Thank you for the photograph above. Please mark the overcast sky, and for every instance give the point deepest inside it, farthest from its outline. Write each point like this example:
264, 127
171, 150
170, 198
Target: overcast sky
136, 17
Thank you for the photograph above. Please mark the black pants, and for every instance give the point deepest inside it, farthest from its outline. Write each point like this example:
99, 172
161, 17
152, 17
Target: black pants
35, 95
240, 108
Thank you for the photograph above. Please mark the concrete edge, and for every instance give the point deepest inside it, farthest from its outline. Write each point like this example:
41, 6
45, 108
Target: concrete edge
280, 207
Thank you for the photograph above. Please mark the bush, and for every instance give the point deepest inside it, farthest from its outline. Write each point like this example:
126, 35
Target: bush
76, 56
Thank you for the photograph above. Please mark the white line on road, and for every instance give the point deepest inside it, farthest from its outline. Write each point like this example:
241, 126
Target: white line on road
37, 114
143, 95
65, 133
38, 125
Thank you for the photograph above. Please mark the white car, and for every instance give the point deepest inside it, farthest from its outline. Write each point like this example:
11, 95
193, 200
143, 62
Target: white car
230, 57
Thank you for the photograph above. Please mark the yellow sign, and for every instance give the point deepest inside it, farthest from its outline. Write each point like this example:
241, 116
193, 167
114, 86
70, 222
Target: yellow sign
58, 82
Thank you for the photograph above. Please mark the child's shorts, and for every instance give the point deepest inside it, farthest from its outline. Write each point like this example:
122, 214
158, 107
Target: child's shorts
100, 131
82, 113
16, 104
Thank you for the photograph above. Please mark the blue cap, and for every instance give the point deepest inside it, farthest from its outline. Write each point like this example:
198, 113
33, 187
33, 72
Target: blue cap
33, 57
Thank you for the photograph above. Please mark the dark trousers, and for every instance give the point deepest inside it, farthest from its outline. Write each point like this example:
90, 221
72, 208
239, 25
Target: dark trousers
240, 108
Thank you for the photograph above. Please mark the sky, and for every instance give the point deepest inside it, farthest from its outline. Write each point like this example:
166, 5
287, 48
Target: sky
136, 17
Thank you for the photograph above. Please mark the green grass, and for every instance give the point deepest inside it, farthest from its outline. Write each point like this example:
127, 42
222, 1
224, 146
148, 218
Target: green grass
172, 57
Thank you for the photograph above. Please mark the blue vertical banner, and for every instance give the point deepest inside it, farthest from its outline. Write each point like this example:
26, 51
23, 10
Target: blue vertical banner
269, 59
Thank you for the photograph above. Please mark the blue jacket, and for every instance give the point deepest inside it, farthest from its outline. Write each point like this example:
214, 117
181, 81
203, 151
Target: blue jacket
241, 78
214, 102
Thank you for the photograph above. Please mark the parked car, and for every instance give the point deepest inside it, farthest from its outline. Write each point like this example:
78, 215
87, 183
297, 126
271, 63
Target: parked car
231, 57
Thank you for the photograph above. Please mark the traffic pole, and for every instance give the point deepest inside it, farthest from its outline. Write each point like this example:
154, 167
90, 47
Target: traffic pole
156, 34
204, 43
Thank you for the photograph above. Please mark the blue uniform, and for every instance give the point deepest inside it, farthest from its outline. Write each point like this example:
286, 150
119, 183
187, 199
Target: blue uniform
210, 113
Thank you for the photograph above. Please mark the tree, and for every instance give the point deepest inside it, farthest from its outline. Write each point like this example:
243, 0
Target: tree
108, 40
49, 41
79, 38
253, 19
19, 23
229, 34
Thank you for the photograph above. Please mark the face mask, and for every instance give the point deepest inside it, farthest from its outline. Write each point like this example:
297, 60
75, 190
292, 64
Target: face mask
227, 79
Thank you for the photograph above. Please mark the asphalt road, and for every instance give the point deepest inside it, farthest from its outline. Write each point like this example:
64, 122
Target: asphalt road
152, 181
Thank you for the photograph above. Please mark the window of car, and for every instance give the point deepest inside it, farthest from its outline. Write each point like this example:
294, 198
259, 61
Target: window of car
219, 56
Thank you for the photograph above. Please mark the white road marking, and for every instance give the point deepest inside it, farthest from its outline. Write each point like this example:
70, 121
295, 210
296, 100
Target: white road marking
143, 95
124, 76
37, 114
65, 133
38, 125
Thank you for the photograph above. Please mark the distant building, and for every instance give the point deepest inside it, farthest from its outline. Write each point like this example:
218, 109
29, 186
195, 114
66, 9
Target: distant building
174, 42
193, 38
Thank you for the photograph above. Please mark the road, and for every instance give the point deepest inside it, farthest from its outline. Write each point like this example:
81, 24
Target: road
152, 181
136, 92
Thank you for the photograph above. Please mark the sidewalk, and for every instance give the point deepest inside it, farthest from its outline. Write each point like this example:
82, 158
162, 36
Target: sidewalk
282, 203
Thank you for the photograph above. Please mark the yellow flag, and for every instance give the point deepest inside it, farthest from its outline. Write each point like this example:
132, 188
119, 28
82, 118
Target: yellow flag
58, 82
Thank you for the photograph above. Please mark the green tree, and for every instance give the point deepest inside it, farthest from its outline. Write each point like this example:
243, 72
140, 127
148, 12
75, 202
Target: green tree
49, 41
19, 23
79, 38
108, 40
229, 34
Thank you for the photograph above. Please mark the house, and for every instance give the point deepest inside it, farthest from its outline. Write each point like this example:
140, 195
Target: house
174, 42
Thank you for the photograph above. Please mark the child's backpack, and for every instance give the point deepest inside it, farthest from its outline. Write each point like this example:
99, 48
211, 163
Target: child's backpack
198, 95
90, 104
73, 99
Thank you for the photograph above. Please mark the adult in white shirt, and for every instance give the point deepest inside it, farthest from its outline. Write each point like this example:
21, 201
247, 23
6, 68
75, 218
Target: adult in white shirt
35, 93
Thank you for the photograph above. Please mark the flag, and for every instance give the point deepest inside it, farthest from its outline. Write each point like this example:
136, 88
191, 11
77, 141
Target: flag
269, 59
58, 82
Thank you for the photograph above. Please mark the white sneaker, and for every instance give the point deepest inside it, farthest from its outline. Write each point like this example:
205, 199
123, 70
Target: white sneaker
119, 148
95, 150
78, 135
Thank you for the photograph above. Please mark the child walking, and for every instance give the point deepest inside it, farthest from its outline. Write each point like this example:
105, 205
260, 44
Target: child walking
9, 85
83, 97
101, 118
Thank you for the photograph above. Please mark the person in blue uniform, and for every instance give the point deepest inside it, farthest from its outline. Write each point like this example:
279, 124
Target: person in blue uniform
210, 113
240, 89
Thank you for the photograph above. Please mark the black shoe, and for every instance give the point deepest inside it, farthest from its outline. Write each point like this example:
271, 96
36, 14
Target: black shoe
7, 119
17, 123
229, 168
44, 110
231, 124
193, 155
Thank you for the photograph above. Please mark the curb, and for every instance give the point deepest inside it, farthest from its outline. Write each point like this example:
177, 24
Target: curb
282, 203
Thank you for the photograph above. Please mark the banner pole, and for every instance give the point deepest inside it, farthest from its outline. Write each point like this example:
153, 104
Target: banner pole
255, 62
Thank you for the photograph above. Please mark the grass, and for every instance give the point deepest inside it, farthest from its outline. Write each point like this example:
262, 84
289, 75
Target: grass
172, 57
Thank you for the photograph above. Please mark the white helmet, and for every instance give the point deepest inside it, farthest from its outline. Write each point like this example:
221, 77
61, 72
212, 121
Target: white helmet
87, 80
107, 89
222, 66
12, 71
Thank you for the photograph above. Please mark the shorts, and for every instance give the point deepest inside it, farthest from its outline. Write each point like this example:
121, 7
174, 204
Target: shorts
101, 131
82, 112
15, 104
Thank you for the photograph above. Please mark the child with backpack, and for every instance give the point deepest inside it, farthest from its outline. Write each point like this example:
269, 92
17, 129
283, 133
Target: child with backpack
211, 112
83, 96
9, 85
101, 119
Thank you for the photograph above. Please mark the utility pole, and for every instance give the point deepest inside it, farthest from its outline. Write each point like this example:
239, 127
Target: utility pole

◆ ◆ ◆ ◆

:: What you should do ::
Format every line above as a JSON array of strings, one string per line, omitting blank lines.

:: Result ::
[
  "Thank you for the photograph above. Please mark the overcast sky, and for every instance give the point deepest inside it, farthest from its outline. Write each point like this example:",
  "264, 127",
  "171, 150",
  "170, 198",
  "Target: overcast sky",
  "136, 17",
  "Thank you for the photograph above. Please mark the black pants, and for every instance give the point deepest inside it, farthest from its outline. Write each point like this example:",
  "99, 172",
  "161, 17",
  "152, 17",
  "Target: black pants",
  "35, 95",
  "240, 108",
  "Thank you for the photograph above. Please mark the concrete edge, and for every instance give the point deepest inside it, farthest from its outline. Write each point like this example:",
  "41, 6",
  "45, 108",
  "Target: concrete edge",
  "280, 207",
  "Thank you for the photograph above. Please mark the bush, and for every instance give the point deepest inside it, farthest from its outline. Write each point like this example:",
  "126, 35",
  "Target: bush",
  "76, 56",
  "Thank you for the photograph above. Please mark the white line on road, and for every instance give the point deepest inside it, farthest from its outline. Write each point like this example:",
  "241, 126",
  "Target: white line on road",
  "37, 114",
  "143, 95",
  "65, 133",
  "38, 125",
  "Thank you for the photograph above. Please mark the white car, and for every instance give the point deepest inside it, farthest from its outline. Write each point like this example:",
  "11, 95",
  "193, 200",
  "143, 62",
  "Target: white car",
  "230, 57",
  "Thank you for the photograph above. Please mark the yellow sign, and for every instance give the point deepest inside it, farthest from its outline. Write each point like this example:",
  "241, 116",
  "193, 167",
  "114, 86",
  "70, 222",
  "Target: yellow sign",
  "58, 82",
  "Thank you for the photograph above. Please mark the child's shorts, and for every instance give the point deepest inside it, farthest from its outline. Write each point like this example:",
  "122, 214",
  "158, 107",
  "Target: child's shorts",
  "100, 131",
  "82, 113",
  "16, 104",
  "Thank you for the photograph above. Please mark the blue cap, and for every instance give the point deepest inside it, farthest from its outline. Write each point like this example:",
  "198, 113",
  "33, 187",
  "33, 72",
  "Target: blue cap",
  "33, 57",
  "Thank you for the photograph above. Please mark the dark trousers, and for every instance give the point deepest inside it, farthest from its outline. Write each point like this example:",
  "90, 221",
  "72, 208",
  "239, 25",
  "Target: dark trousers",
  "240, 108",
  "Thank you for the photograph above. Please mark the sky, and for every instance give the point deepest inside it, farthest from its outline. Write each point like this example:",
  "166, 5",
  "287, 48",
  "Target: sky",
  "136, 17",
  "Thank you for the photograph above. Please mark the green grass, and for every instance give the point deepest inside it, farthest from its outline. Write each point like this example:",
  "127, 42",
  "222, 1",
  "224, 146",
  "148, 218",
  "Target: green grass",
  "172, 57",
  "Thank you for the photograph above. Please mark the blue vertical banner, and for every instance give the point deepest inside it, farthest from its outline. Write each point like this example:",
  "26, 51",
  "23, 10",
  "Target: blue vertical banner",
  "269, 59",
  "Thank you for the photograph above. Please mark the blue jacket, and for every instance give the point deepest inside it, farthest from its outline. Write each point like this example:",
  "214, 117",
  "181, 81",
  "203, 151",
  "Target: blue jacket",
  "241, 78",
  "214, 102",
  "Thank you for the photograph above. Please mark the parked car, and for every instance give the point deepest inside it, farthest from its outline. Write each point like this example:",
  "78, 215",
  "87, 183",
  "297, 126",
  "271, 63",
  "Target: parked car",
  "231, 57",
  "Thank you for the photograph above. Please mark the traffic pole, and for every instance give the point deepest inside it, farthest from its outline. Write each point like this example:",
  "154, 167",
  "90, 47",
  "Target: traffic pole",
  "156, 34",
  "204, 43",
  "Thank you for the photograph above. Please mark the blue uniform, and for every instance give the point deepest inside it, farthest from its outline. Write each point like this example:",
  "286, 150",
  "119, 183",
  "187, 199",
  "Target: blue uniform",
  "210, 113",
  "Thank you for the photograph above. Please mark the tree, and for every instance give the point deepest inside it, farthest from its outline. Write each point like this example:",
  "243, 0",
  "Target: tree",
  "108, 40",
  "49, 41",
  "79, 38",
  "253, 19",
  "19, 23",
  "229, 34",
  "Thank you for the photograph above. Please mark the face mask, and for every instance give the point deepest inside it, farthest from its outline. Write each point like this example:",
  "297, 60",
  "75, 190",
  "292, 64",
  "Target: face mask",
  "227, 79",
  "Thank you for the photograph above. Please mark the asphalt road, and for every instance give the point deepest inside it, farthest from its outline. Write each point like this example:",
  "64, 122",
  "Target: asphalt road",
  "152, 181",
  "Thank you for the photograph above. Please mark the window of car, and for every instance give the point deepest inside it, farthest from its outline. Write each point like this example:",
  "294, 198",
  "259, 61",
  "Target: window of car",
  "219, 56",
  "Thank you for the photograph above. Please mark the white road marking, and for every instance give the point deepest inside it, farthest from its outline. Write each point like this example:",
  "70, 121",
  "295, 210",
  "296, 100",
  "Target: white road marking",
  "143, 95",
  "124, 76",
  "37, 114",
  "65, 133",
  "38, 125",
  "Thank you for the photograph above. Please mark the distant building, and for every instance give the point deepest inside it, farthest from its outline. Write each point like this example:",
  "218, 109",
  "29, 186",
  "195, 114",
  "66, 9",
  "Target: distant building",
  "174, 42",
  "193, 38",
  "Thank you for the photograph above. Please mark the road, and for every instance give the point deepest inside it, farthest from its outline. Write each point like this example:",
  "81, 24",
  "Target: road",
  "152, 181",
  "136, 92",
  "Thank you for the photograph above. Please mark the sidewalk, and for every instance give the point deepest inside it, farthest from its outline. Write each point like this example:",
  "82, 158",
  "162, 36",
  "Target: sidewalk",
  "282, 203",
  "Thank you for the photograph above. Please mark the yellow flag, and for every instance give the point deepest inside it, farthest from its outline. Write each point like this example:",
  "132, 188",
  "119, 28",
  "82, 118",
  "Target: yellow flag",
  "58, 82",
  "Thank you for the photograph above. Please mark the green tree, and for every instance give the point deepest inside it, farthest from its outline. Write each point like this example:",
  "243, 72",
  "140, 127",
  "148, 12",
  "75, 202",
  "Target: green tree",
  "49, 41",
  "19, 23",
  "79, 38",
  "108, 40",
  "229, 34",
  "Thank you for the photograph above. Please mark the house, and for every instance give the point deepest inside it, farthest from its outline. Write each point like this example:",
  "140, 195",
  "Target: house",
  "174, 42",
  "Thank you for the photograph above. Please mark the child's backpack, and for every instance give the point deepest inside it, farthest from its outline. Write each point like this example:",
  "99, 48",
  "211, 163",
  "Target: child's backpack",
  "198, 95",
  "90, 104",
  "73, 99",
  "Thank you for the photograph above. Please mark the adult in white shirt, and for every instance give the point deepest inside it, farthest from its outline. Write each point like this example:",
  "21, 201",
  "247, 23",
  "6, 68",
  "75, 218",
  "Target: adult in white shirt",
  "35, 93",
  "Thank you for the photograph above. Please mark the flag, and for every instance give the point deepest inside it, farthest from its outline. Write each point like this example:",
  "136, 88",
  "191, 11",
  "77, 141",
  "Target: flag",
  "269, 59",
  "58, 82",
  "Thank you for the photograph above. Please mark the white sneaker, and for every instance give the point deepest inside it, farthest from its outline. Write each point like this example:",
  "205, 199",
  "123, 70",
  "Target: white sneaker",
  "119, 148",
  "95, 150",
  "78, 135",
  "Thank you for the photograph above. Please mark the child walking, and for every instance give the point deepest inside it, farthest from its outline. Write each point like this example:",
  "105, 205",
  "260, 44",
  "Target: child walking",
  "9, 85",
  "83, 97",
  "101, 118",
  "Thank you for the photograph above. Please mark the person in blue uniform, and for every instance give the point deepest inside it, farthest from its outline. Write each point like this example:",
  "279, 124",
  "Target: person in blue uniform",
  "210, 113",
  "240, 89",
  "Thank you for the photograph above. Please mark the black shoe, and for every instance give the point deepest inside it, farthest from its outline. Write each point like this example:",
  "271, 96",
  "36, 14",
  "Target: black shoe",
  "7, 119",
  "17, 123",
  "229, 168",
  "44, 110",
  "231, 124",
  "193, 155",
  "Thank you for the photograph above. Please mark the curb, and for every instance give the point deepest inside it, farthest from its outline. Write each point like this example:",
  "177, 24",
  "Target: curb",
  "282, 203",
  "Thank you for the photograph above. Please mark the banner pole, and for every instance give the point deepest inside it, farthest from its outline. Write each point like this example:",
  "153, 104",
  "Target: banner pole",
  "255, 62",
  "Thank you for the photograph above. Please mark the grass, and for every instance give the point deepest inside it, farthest from its outline. Write each point like this example:",
  "262, 84",
  "289, 75",
  "Target: grass",
  "172, 57",
  "Thank you for the photograph above. Please mark the white helmet, and for every instance give the point deepest inside it, farthest from its outline. Write each point like this example:",
  "221, 77",
  "61, 72",
  "212, 121",
  "Target: white helmet",
  "87, 80",
  "107, 89",
  "222, 66",
  "12, 71",
  "Thank you for the photograph above. Please mark the shorts, and for every instance give the point deepest inside it, farthest from its outline. Write each point like this example:",
  "121, 7",
  "174, 204",
  "Target: shorts",
  "101, 131",
  "82, 112",
  "15, 104",
  "Thank you for the photograph above. Please mark the child with backpack, and for every instance give the point deepest inside it, farthest from its outline. Write each point like this example:",
  "269, 92",
  "17, 129",
  "283, 133",
  "Target: child with backpack",
  "211, 112",
  "83, 96",
  "9, 85",
  "101, 119",
  "Thank you for the photograph above. Please mark the utility pole, and for every instance give the point deepest inside it, farthest from its outline. Write each point like this example:",
  "239, 127",
  "Target: utility pole"
]